## [Passage shown]
By the end of 1850s Kunta made his Hajj (according to Mustafa Eldibiev, Kunta made his first hajj at the age of 18, thus, in 1848). In his travel over the Middle East, Kunta not only visited Mekka but also the tomb of Abdul-Qadir Gilani in Baghdad, and became a devoted follower of Qadiriyyah, the teachings developed by Abdul-Qadir Gilani. Kunta became a strong supporter of non-violence and peace. In the midst of the bloody Caucasian War he wrote to Chechnya from Mekka:

War—it is savagery. Remove yourself from anything that hints of [reminds you of] war if the enemy hasn’t come to take away your faith and honor. Your strength is wisdom, patience, fairness. The enemy will not withstand this strength and sooner or later will admit his defeat. No one will have the strength to defeat you and your truth if you don’t turn away from the path of your faith—the Tariqah.

and

Brothers! Because of the constant wars we are catastrophically diminished in numbers. I do not believe in help from Turkey, that Turkish sultan wants to free and save us. He is the same despot as Russian tsar. Believe me: I saw this by my own eyes as well as covering by sharia despots from Arab countries. Further war is not pleasing God. If they order you to go to the church - go, it is only a building. If they order you to wear crosses - wear them, they are only iron things. You would still be Muslims in your heart and soul. But if they would rape your women, force you to forget your culture and traditions, only then rebel and fight to the last man.
Defeat the evil man by your goodness and love.
Defeat the greedy with your generosity.
Defeat the treacherous with your sincerity.
Defeat the infidel with your fidelity.

After the fall of Shamil, Kunta-haji returned to Chechnya. His teaching became quite popular among people tired by the almost fifty years of the Caucasian war. The number of his murids reached five thousand. Kunta-haji required his murids not only to perform the five required prayers during the day, but also to repeat the prayer La ilaha ill-Allah (There is no god but God) at least one hundred times during the day and participate in the ritual of Loud Circular Zikr.

## [Task 1]
According to the passage on Kunta-haji, how many murids did he have?
## [Task 2]
In the passage on Kunta-haji, each line beginning "Defeat the" names a kind of person and a means of defeating them. List every such pairing.
The entries that follow were drawn from a separate source and are unrelated to the passage on Kunta-haji.

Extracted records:
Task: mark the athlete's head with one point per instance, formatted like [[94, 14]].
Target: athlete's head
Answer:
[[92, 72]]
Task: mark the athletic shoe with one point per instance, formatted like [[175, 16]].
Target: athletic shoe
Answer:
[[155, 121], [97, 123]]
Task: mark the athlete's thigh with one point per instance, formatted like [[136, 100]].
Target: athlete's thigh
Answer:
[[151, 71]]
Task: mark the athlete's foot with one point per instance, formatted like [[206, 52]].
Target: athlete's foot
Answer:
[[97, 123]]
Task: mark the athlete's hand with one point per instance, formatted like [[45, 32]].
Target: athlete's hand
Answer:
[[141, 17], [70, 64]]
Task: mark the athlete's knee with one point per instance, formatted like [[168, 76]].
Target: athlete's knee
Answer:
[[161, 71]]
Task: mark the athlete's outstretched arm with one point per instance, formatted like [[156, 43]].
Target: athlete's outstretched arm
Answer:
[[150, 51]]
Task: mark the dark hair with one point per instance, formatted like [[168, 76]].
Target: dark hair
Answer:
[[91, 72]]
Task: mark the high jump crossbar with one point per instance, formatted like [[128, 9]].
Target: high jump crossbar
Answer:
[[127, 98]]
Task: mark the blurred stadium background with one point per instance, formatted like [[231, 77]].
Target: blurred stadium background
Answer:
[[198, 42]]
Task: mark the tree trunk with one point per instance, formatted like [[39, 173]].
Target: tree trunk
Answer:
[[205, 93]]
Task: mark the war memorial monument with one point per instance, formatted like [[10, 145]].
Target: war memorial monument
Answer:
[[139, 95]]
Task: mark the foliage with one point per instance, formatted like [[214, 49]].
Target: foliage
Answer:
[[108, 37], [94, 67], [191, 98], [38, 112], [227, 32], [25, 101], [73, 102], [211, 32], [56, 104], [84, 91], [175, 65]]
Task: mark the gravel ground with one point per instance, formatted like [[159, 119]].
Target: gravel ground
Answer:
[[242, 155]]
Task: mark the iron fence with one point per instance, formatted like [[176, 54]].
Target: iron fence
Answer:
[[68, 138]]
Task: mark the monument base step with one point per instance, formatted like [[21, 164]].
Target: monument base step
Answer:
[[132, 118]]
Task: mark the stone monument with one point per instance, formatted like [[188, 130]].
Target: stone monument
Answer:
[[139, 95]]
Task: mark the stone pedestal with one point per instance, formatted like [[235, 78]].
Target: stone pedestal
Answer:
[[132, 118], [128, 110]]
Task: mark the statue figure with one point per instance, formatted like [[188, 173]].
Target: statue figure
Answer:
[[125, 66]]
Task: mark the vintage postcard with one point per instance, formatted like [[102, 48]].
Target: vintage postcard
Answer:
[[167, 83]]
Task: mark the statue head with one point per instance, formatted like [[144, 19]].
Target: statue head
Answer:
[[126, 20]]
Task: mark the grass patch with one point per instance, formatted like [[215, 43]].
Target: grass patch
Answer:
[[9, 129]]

--

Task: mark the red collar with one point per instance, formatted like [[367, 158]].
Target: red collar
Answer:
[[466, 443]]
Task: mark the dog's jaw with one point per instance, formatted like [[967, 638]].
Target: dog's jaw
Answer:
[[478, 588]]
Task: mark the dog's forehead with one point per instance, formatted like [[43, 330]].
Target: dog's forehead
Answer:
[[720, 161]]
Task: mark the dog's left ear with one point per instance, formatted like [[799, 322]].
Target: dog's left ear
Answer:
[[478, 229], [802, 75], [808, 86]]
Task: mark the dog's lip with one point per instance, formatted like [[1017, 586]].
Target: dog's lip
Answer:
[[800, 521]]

## [Written reply 1]
His murids numbered five thousand.

## [Written reply 2]
- The evil man, by goodness and love
- The greedy, with generosity
- The treacherous, with sincerity
- The infidel, with fidelity